▶ _Provided text_
[Begin]
Christmas Movies After You’ve Christmas Carol’ed, Story’ed, and Home Alone’d

Christmas Movies After You’ve Christmas Carol’ed, Story’ed, and Home Alone’d

Posted on December 7, 2020 at 12:50 pm

Copyright Netflix 2019
By all means, watch the classics! One of the sweetest family traditions is sharing favorites like “It’s a Wonderful Life,” “White Christmas,” “A Christmas Story,” “Elf,” “Home Alone,” and my favorite, “A Christmas Carol” (I watch the MCM, Alistair Sim, and Mr. Magoo versions every year, usually the Muppets version, too.) And then there are the TV classics like “A Charlie Brown’s Christmas,” “Rudolph the Red-Nosed Reindeer,” and “The Year Without a Santa Claus.”

I’ve already posted lists of lesser-known but wonderful Christmas movies. And yes, “Die Hard” is definitely a Christmas movie. Case closed.

But there should always be room for something new, and I love these:

Jingle Jangle (Netflix)

“Colorful” is not a colorful enough word to describe a fantasy movie musical so maximalist that even the title is overstuffed. The many pleasures of this overflowing Christmas stocking of a film are sure to make it a family favorite, and most likely a family tradition. Originally conceived as a musical play, it retains the liveliness of an in-person production. The exceptionally talented and appealing and nearly all-Black cast, including Phylicia Rashad, Forest Whitaker, and Keegan-Michael Key give the film a fresh perspective. The snowball scene is one of my favorites.

Klaus

This is a Santa Claus origin story, based on the books by Grant Morrison. A spoiled, selfish young man is sent to a remote village to act as postman, not to return until he has delivered 6000 letters. Striking animation, top voice talent, and a charming interpretation of the way many of our favorite traditions began make this a gem.
[End]
▶ _Entries shown_
[Begin]
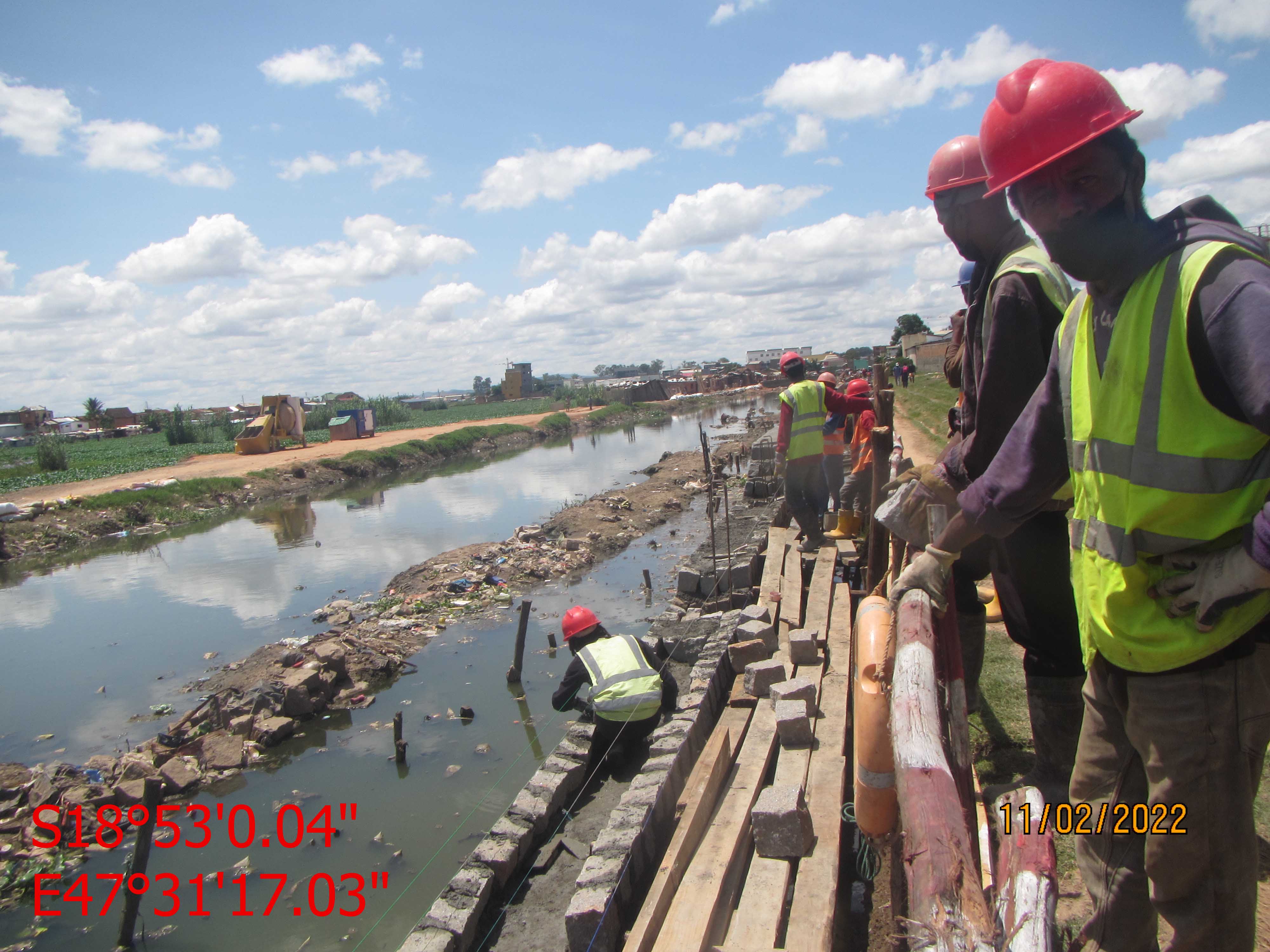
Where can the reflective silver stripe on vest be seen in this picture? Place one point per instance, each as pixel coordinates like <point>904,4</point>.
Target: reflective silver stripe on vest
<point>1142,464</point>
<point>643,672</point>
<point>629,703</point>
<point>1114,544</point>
[End]
[Begin]
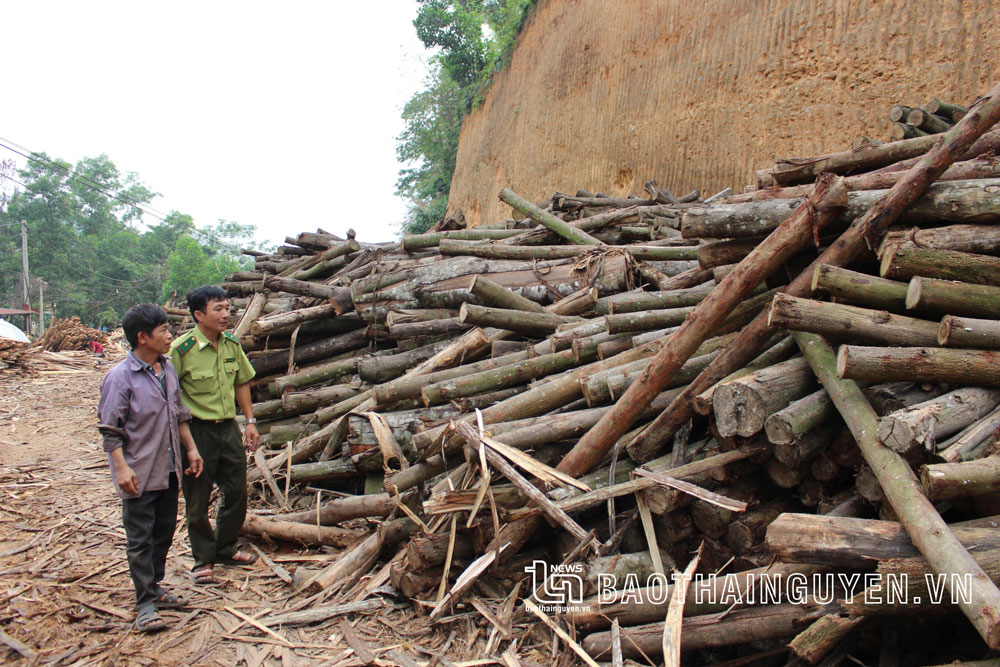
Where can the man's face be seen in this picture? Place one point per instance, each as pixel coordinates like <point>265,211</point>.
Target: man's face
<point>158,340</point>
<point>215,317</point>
[End]
▶ _Stated goal 1_
Please turn the paragraph in the Christmas movie post that begins "This is a Santa Claus origin story" into a short bulleted list that keeps its main facts.
▶ _Stated goal 2_
Continue the Christmas movie post from its last sentence.

▶ _Reply 1_
- A Santa Claus origin story based on the books by Grant Morrison
- A spoiled, selfish young man is sent to a remote village to serve as postman
- He can't return until he has delivered 6000 letters
- Striking animation, top voice talent, and a charming take on how many favorite traditions began make it a gem

▶ _Reply 2_
Dear Santa” (streaming now on Peacock and other services)

I love this documentary about the wonderful volunteers and USPS “elves” who answer kids’ letters to Santa. Schoolchildren and adults, including former beneficiaries of the program work around the clock. You won’t find a better example of giving being better than receiving than this charming and heartwarming film.

Holiday Rush (Netflix)

Romany Malco plays Rush, a popular DJ and a single dad of four. When he loses his job just before Christmas, his family has to leave their comfortable home and move back in to his old neighborhood with his aunt, played by the magnificent Darlene Love. This is a warm-hearted story about love and families and what really matters.

The Man Who Invented Christmas

Fans of this site know that “A Christmas Carol” is my favorite holiday story. This is the story of how that book came to be written, with Dan Stevens just perfect as the brilliant but harried Charles Dickens. The book, one of the most popular of all time, really did change the way people saw Christmas, with more focus on helping others, and this story of love, reconciliation, and the power of storytelling is a treasure.

And, okay, yes, they aren’t classics and they don’t make much sense or vary much from the formula, but I like Hallmark Christmas movies, and the ones on other services, too. Some of my favorites are:

“Write Before Christmas”

A recently dumped young woman sends five Hallmark greeting cards to people who have been important to her and they change the lives of the recipients and hers, too).

“The Christmas House”

The Hallmark Channel’s first movie with a gay couple — the brother of the main character and his husband — is more layered and sympathetic than the more high-profile “Happiest Season” in this story of parents famous for their Christmas decorations insisting both of their sons come home to help.

“The Princess Switch”

A Chicago baker and a European princess who happen to look identical, both charmingly played by Vanessa Hudgens, pull a switch and each finds love. The sequel adds a third look-alike!

“The Mistletoe Promise”

A travel agent and a lawyer have different reasons for dreading Christmas, so make a pact to be each other’s plus one through the holidays.

Oh, and coal in the stocking of everyone connected with “Holidate!”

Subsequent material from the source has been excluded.